Was ist eigentlich "antimuslimischer Rassismus"?
Auch in diesem Jahr fand die Aktionswoche gegen antimuslimischen Rassismus statt. Was aber können solche Aktionswochen bewirken? Einschätzungen dazu von unserer Gastautorin Canan Topçu.
An den 1. Juli 2009 erinnere ich mich sehr gut. Es war der Tag, an dem in Dresden eine junge Frau im Gerichtsgebäude ermordet wurde - von dem Mann, gegen den sie aussagen sollte, weil er sie auf einem Spielplatz als Islamistin und Terroristin beschimpft hatte. Die junge Frau, eine aus Ägypten stammende 32-Jährige, war als Muslima erkennbar; sie trug ein Kopftuch. Eben das schien den Täter provoziert zu haben.
An die Ermordung von Marwa El-Sherbini erinnere ich mich aus mehreren Gründen. Erschreckend fand ich es, dass ein Angeklagter mit einem Messer das Gerichtsgebäude hatte betreten können. Erschreckend auch, dass der Tod dieser jungen Muslima von deutschen Medien zunächst kaum beachtet und wenn, dann als Ausländerhass abgetan wurde. Erschreckend war, dass das Motiv anfangs nicht als das eingeordnet wurde, was es war: Hass auf Muslime. Ich erinnere mich an die Diskussionen mit Kollegen der Zeitung, bei der ich damals arbeitete, damit mehr über den Mord an Marwa El-Sherbini und die Motive des Täters berichtet wurde.

————————

● ARBEITSAUFTRAG: Schreib den Lesetext über antimuslimischen Rassismus vollständig und wortgetreu ab. Für diese Aufgabe spielen die Daten keine Rolle.

● ARBEITSMATERIAL:
————————

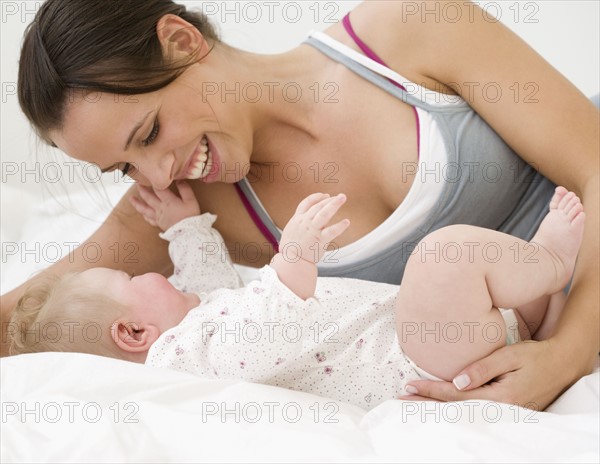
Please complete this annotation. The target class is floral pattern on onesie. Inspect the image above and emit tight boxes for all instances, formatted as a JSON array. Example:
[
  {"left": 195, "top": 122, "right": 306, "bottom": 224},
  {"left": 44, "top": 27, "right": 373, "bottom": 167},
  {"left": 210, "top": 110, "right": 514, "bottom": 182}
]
[{"left": 146, "top": 215, "right": 420, "bottom": 409}]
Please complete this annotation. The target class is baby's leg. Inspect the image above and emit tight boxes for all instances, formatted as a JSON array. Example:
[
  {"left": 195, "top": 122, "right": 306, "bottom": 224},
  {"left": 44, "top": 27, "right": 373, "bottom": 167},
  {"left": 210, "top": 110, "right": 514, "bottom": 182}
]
[{"left": 396, "top": 187, "right": 584, "bottom": 380}]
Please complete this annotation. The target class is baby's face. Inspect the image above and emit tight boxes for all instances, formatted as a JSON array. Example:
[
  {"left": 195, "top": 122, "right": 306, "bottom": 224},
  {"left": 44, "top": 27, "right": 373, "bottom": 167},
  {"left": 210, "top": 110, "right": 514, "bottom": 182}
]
[{"left": 79, "top": 267, "right": 200, "bottom": 333}]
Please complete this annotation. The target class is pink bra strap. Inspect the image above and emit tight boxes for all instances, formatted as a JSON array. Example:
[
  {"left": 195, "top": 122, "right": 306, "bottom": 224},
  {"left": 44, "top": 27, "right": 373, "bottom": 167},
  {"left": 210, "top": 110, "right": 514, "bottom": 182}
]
[{"left": 342, "top": 13, "right": 421, "bottom": 154}]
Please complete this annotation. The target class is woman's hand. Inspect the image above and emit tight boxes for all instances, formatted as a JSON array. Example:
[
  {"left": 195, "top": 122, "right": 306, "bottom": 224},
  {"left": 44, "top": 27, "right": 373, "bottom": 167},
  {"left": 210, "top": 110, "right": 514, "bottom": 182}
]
[
  {"left": 279, "top": 193, "right": 350, "bottom": 264},
  {"left": 130, "top": 181, "right": 200, "bottom": 232},
  {"left": 400, "top": 340, "right": 564, "bottom": 410}
]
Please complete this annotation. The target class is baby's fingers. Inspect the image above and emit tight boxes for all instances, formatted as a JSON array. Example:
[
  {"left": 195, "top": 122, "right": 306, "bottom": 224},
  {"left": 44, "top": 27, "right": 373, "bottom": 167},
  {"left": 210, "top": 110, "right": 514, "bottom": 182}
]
[
  {"left": 296, "top": 193, "right": 329, "bottom": 214},
  {"left": 321, "top": 219, "right": 350, "bottom": 243}
]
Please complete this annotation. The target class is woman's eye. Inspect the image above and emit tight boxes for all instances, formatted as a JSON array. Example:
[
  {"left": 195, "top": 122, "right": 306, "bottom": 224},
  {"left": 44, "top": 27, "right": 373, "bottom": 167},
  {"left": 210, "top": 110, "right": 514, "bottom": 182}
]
[
  {"left": 121, "top": 163, "right": 131, "bottom": 177},
  {"left": 142, "top": 119, "right": 159, "bottom": 147}
]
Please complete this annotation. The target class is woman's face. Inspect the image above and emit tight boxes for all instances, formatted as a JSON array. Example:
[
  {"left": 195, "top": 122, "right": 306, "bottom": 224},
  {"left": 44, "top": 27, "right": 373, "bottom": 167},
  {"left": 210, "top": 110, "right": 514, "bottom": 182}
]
[{"left": 50, "top": 64, "right": 252, "bottom": 189}]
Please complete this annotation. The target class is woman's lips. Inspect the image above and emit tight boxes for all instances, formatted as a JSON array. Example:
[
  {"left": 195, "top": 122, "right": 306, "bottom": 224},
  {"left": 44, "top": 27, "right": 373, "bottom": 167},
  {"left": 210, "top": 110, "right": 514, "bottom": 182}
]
[
  {"left": 200, "top": 137, "right": 221, "bottom": 182},
  {"left": 177, "top": 136, "right": 212, "bottom": 180}
]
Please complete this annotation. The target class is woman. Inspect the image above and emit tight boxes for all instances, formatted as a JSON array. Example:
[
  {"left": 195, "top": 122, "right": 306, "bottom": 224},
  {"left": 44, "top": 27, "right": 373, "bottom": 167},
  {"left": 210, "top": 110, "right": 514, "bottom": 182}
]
[{"left": 2, "top": 0, "right": 599, "bottom": 408}]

————————

● ANTWORTFELD:
Was ist eigentlich "antimuslimischer Rassismus"?
Auch in diesem Jahr fand die Aktionswoche gegen antimuslimischen Rassismus statt. Was aber können solche Aktionswochen bewirken? Einschätzungen dazu von unserer Gastautorin Canan Topçu.
An den 1. Juli 2009 erinnere ich mich sehr gut. Es war der Tag, an dem in Dresden eine junge Frau im Gerichtsgebäude ermordet wurde - von dem Mann, gegen den sie aussagen sollte, weil er sie auf einem Spielplatz als Islamistin und Terroristin beschimpft hatte. Die junge Frau, eine aus Ägypten stammende 32-Jährige, war als Muslima erkennbar; sie trug ein Kopftuch. Eben das schien den Täter provoziert zu haben.
An die Ermordung von Marwa El-Sherbini erinnere ich mich aus mehreren Gründen. Erschreckend fand ich es, dass ein Angeklagter mit einem Messer das Gerichtsgebäude hatte betreten können. Erschreckend auch, dass der Tod dieser jungen Muslima von deutschen Medien zunächst kaum beachtet und wenn, dann als Ausländerhass abgetan wurde. Erschreckend war, dass das Motiv anfangs nicht als das eingeordnet wurde, was es war: Hass auf Muslime. Ich erinnere mich an die Diskussionen mit Kollegen der Zeitung, bei der ich damals arbeitete, damit mehr über den Mord an Marwa El-Sherbini und die Motive des Täters berichtet wurde.